§ **The task**: Please reproduce the entries below from the line containing "of the string" through the line containing "[[41, 72], [157, 209]]", keeping every line and raising each point coordinate in the answers by 26.

[Records]
================
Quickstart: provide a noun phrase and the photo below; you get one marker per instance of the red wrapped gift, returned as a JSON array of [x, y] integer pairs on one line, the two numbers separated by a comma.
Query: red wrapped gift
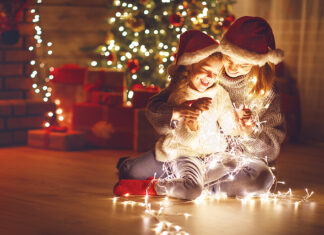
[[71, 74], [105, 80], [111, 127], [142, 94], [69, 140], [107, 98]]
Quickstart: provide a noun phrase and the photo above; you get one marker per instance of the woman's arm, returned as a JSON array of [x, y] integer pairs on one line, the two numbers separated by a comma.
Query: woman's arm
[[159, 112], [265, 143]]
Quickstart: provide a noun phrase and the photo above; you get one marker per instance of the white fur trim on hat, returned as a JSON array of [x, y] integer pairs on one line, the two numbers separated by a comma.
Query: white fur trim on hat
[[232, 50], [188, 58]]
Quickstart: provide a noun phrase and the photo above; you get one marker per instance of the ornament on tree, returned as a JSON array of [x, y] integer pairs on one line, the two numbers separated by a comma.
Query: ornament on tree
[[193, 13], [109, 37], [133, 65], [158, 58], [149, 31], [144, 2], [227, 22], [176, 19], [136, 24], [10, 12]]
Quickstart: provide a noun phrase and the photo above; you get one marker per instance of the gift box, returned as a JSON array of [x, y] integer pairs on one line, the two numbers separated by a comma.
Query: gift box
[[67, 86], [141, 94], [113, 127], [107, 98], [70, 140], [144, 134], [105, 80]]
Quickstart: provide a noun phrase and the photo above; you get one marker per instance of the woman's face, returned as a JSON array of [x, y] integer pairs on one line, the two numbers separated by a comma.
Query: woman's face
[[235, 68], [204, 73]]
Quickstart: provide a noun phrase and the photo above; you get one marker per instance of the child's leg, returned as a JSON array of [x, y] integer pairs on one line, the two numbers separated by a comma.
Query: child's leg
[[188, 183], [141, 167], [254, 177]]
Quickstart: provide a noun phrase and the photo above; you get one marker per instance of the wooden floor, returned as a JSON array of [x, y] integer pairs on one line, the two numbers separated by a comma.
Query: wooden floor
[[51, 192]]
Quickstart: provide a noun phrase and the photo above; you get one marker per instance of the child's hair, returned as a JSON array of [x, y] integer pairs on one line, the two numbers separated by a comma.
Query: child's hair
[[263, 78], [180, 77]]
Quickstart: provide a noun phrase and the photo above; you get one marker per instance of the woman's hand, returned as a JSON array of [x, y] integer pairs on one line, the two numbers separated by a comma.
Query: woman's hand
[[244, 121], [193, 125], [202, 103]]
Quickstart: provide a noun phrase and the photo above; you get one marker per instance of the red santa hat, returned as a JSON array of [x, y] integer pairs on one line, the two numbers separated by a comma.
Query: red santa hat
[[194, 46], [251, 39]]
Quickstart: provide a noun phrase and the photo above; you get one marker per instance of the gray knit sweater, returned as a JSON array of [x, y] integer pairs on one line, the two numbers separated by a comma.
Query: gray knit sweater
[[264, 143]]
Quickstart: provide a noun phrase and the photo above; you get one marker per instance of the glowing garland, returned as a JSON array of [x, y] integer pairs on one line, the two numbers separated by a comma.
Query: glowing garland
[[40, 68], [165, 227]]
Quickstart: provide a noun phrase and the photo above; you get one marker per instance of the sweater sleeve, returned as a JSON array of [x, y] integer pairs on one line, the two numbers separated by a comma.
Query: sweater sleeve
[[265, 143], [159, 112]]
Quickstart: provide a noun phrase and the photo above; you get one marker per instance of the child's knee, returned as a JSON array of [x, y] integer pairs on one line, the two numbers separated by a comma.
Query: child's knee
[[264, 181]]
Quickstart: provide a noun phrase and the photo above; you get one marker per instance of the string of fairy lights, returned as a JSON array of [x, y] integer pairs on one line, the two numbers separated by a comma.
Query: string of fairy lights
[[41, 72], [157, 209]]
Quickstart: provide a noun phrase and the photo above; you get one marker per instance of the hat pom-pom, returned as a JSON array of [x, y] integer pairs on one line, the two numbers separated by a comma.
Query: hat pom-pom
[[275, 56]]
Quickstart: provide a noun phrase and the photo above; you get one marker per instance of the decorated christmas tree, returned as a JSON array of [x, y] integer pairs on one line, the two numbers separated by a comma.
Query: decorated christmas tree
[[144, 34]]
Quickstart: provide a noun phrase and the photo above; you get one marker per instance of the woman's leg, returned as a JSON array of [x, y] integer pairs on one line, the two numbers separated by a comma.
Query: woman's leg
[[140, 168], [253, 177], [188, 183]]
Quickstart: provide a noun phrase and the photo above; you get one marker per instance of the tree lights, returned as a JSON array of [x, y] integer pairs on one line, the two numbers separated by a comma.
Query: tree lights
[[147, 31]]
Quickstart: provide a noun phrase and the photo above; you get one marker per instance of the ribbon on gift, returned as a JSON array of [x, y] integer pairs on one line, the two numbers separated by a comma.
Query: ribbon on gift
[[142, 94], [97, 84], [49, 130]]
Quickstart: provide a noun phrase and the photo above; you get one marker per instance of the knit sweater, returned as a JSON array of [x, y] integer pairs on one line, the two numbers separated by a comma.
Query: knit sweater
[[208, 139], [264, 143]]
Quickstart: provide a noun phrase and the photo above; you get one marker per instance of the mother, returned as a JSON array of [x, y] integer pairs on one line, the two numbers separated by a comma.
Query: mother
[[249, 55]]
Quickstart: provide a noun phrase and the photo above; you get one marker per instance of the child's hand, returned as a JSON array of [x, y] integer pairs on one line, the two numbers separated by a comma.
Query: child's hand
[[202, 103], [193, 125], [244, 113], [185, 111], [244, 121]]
================
§ **Solution below**:
Quickstart: provide a noun phrase and the photo above; you get one marker per instance of the string of fairy lights, returned as a JSON array of [x, y] integer pairs on one line, the two numbers separated by a comma.
Query: string of fairy lights
[[67, 98], [183, 235]]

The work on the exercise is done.